__Your instructions__: Print the records below once again, exactly as they were given.

*** Opening of Records for the exercise ***

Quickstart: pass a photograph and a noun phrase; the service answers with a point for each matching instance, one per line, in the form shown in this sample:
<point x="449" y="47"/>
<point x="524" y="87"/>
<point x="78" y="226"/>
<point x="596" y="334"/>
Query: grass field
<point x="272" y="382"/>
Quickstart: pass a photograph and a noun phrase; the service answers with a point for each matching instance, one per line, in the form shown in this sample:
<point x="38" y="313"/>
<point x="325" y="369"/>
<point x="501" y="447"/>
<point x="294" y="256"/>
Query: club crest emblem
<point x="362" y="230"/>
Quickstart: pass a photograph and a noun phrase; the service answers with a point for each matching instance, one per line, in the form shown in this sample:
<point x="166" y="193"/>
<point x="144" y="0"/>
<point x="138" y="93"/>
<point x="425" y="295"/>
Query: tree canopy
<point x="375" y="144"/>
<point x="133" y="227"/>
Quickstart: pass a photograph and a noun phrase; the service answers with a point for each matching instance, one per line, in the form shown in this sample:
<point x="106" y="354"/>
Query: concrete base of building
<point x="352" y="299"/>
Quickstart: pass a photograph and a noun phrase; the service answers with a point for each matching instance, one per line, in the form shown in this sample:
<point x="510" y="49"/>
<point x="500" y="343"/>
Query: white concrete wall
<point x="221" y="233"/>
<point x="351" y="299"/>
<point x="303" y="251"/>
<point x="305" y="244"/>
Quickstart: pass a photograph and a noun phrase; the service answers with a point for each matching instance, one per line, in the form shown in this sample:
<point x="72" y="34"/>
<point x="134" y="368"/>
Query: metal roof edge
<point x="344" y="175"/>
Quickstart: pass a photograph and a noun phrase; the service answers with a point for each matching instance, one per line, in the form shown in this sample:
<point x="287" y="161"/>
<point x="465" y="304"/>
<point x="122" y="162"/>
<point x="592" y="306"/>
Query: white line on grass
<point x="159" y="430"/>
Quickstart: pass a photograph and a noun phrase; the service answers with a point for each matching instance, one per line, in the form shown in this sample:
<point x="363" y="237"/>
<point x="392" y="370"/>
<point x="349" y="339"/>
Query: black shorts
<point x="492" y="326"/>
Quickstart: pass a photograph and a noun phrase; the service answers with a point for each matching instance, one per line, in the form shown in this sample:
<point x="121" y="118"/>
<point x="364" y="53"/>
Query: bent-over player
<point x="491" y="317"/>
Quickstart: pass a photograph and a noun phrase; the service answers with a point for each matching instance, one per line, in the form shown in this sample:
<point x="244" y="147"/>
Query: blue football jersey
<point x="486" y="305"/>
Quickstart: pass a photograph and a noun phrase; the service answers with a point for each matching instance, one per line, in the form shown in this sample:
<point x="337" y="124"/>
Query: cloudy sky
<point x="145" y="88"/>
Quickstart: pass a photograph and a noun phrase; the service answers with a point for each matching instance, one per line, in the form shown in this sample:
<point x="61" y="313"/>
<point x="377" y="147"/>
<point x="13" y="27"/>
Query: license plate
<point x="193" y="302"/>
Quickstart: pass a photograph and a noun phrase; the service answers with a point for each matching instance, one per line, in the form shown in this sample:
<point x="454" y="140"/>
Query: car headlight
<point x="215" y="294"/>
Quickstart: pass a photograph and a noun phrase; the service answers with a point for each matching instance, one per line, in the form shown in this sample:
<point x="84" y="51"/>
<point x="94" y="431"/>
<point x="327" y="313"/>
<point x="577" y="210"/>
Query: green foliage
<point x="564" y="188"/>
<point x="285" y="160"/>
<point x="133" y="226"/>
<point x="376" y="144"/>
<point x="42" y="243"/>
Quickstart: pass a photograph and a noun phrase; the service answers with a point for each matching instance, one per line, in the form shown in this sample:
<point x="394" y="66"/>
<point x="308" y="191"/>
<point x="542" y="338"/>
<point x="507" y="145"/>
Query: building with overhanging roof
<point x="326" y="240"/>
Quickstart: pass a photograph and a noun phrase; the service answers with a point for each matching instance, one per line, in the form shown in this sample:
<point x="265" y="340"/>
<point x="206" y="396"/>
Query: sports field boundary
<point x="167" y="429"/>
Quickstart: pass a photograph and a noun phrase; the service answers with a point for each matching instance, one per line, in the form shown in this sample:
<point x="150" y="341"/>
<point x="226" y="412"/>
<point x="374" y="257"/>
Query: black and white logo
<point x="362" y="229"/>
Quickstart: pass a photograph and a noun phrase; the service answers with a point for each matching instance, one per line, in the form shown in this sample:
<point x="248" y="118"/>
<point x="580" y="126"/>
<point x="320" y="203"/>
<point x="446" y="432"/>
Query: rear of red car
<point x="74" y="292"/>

*** Close of Records for the exercise ***

__Task result__:
Quickstart: pass a photograph and a noun phrase; the service answers with a point for each matching instance, one per line, in the form shown in this sample:
<point x="449" y="47"/>
<point x="524" y="87"/>
<point x="78" y="226"/>
<point x="596" y="334"/>
Query: grass field
<point x="272" y="382"/>
Quickstart: pass a photograph and a noun phrase; the service answers with a point for each matching instance, one per line, in the form shown in this sample:
<point x="38" y="313"/>
<point x="325" y="369"/>
<point x="501" y="447"/>
<point x="294" y="256"/>
Query: club crest emblem
<point x="362" y="230"/>
Quickstart: pass a photograph and a noun phrase; the service answers with a point for each matching instance, one per line, in the form shown in this sample:
<point x="166" y="193"/>
<point x="144" y="0"/>
<point x="138" y="93"/>
<point x="425" y="295"/>
Query: tree canopy
<point x="375" y="144"/>
<point x="133" y="227"/>
Quickstart: pass a photograph and a noun phrase; the service answers with a point for each matching instance, one per line, in the form shown in this sample:
<point x="106" y="354"/>
Query: concrete base of building
<point x="352" y="299"/>
Quickstart: pass a photograph and a noun phrase; the service answers with a point for each matching instance, one per line, in the form shown in this sample:
<point x="510" y="49"/>
<point x="500" y="343"/>
Query: white concrete wall
<point x="221" y="233"/>
<point x="351" y="299"/>
<point x="303" y="251"/>
<point x="305" y="244"/>
Quickstart: pass a photograph and a noun phrase; the service answers with a point for each matching instance, one per line, in the form shown in this sample:
<point x="72" y="34"/>
<point x="134" y="368"/>
Query: metal roof edge
<point x="344" y="175"/>
Quickstart: pass a photograph and a noun phrase; the service answers with a point for each matching instance, one per line, in the form shown in this sample:
<point x="287" y="161"/>
<point x="465" y="304"/>
<point x="122" y="162"/>
<point x="592" y="306"/>
Query: white line on grass
<point x="159" y="430"/>
Quickstart: pass a photograph and a noun phrase; the service answers with a point for each matching instance, one per line, in the form shown in this sample:
<point x="363" y="237"/>
<point x="392" y="370"/>
<point x="349" y="339"/>
Query: black shorts
<point x="492" y="326"/>
Quickstart: pass a photograph and a noun phrase; the service answers with a point for each matching instance, one per line, in the form shown in this sample:
<point x="121" y="118"/>
<point x="364" y="53"/>
Query: bent-over player
<point x="491" y="317"/>
Quickstart: pass a photograph and a noun phrase; the service answers with a point for each matching instance, one per line, in the form shown in this sample:
<point x="244" y="147"/>
Query: blue football jersey
<point x="486" y="305"/>
Quickstart: pass a photograph and a noun phrase; the service answers with a point for each matching instance, one per line, in the form shown in this sample:
<point x="337" y="124"/>
Query: cloudy sky
<point x="145" y="88"/>
Quickstart: pass a photograph and a noun phrase; the service answers with a point for each matching instance, one per line, in the form shown in this sample:
<point x="61" y="313"/>
<point x="377" y="147"/>
<point x="13" y="27"/>
Query: license plate
<point x="193" y="302"/>
Quickstart: pass a photograph and a noun phrase; the service answers with a point for each matching instance, one per line, in the form shown in this sample:
<point x="454" y="140"/>
Query: car headlight
<point x="215" y="294"/>
Quickstart: pass a photograph and a noun phrase; the service answers with a point for each matching instance, one per line, in the form shown in this sample:
<point x="84" y="51"/>
<point x="94" y="431"/>
<point x="327" y="313"/>
<point x="577" y="210"/>
Query: green foliage
<point x="564" y="188"/>
<point x="285" y="160"/>
<point x="133" y="226"/>
<point x="376" y="144"/>
<point x="42" y="243"/>
Quickstart: pass a photograph and a noun phrase; the service answers with a point for each matching instance, one per line, in the form shown in this sample:
<point x="394" y="66"/>
<point x="308" y="191"/>
<point x="542" y="338"/>
<point x="507" y="145"/>
Query: building with overhanging roof
<point x="326" y="240"/>
Quickstart: pass a photograph and a noun phrase; the service answers with a point for each matching instance, one per line, in the form shown in this sample:
<point x="265" y="340"/>
<point x="206" y="396"/>
Query: sports field boundary
<point x="167" y="429"/>
Quickstart: pass a photograph and a noun phrase; the service answers with a point for each matching instance, one per line, in the form shown in this sample:
<point x="150" y="341"/>
<point x="226" y="412"/>
<point x="374" y="257"/>
Query: black and white logo
<point x="362" y="229"/>
Quickstart: pass a photograph and a noun phrase; the service answers with a point for each matching instance, one per line, in the form shown in this sample:
<point x="248" y="118"/>
<point x="580" y="126"/>
<point x="320" y="203"/>
<point x="446" y="432"/>
Query: rear of red car
<point x="74" y="292"/>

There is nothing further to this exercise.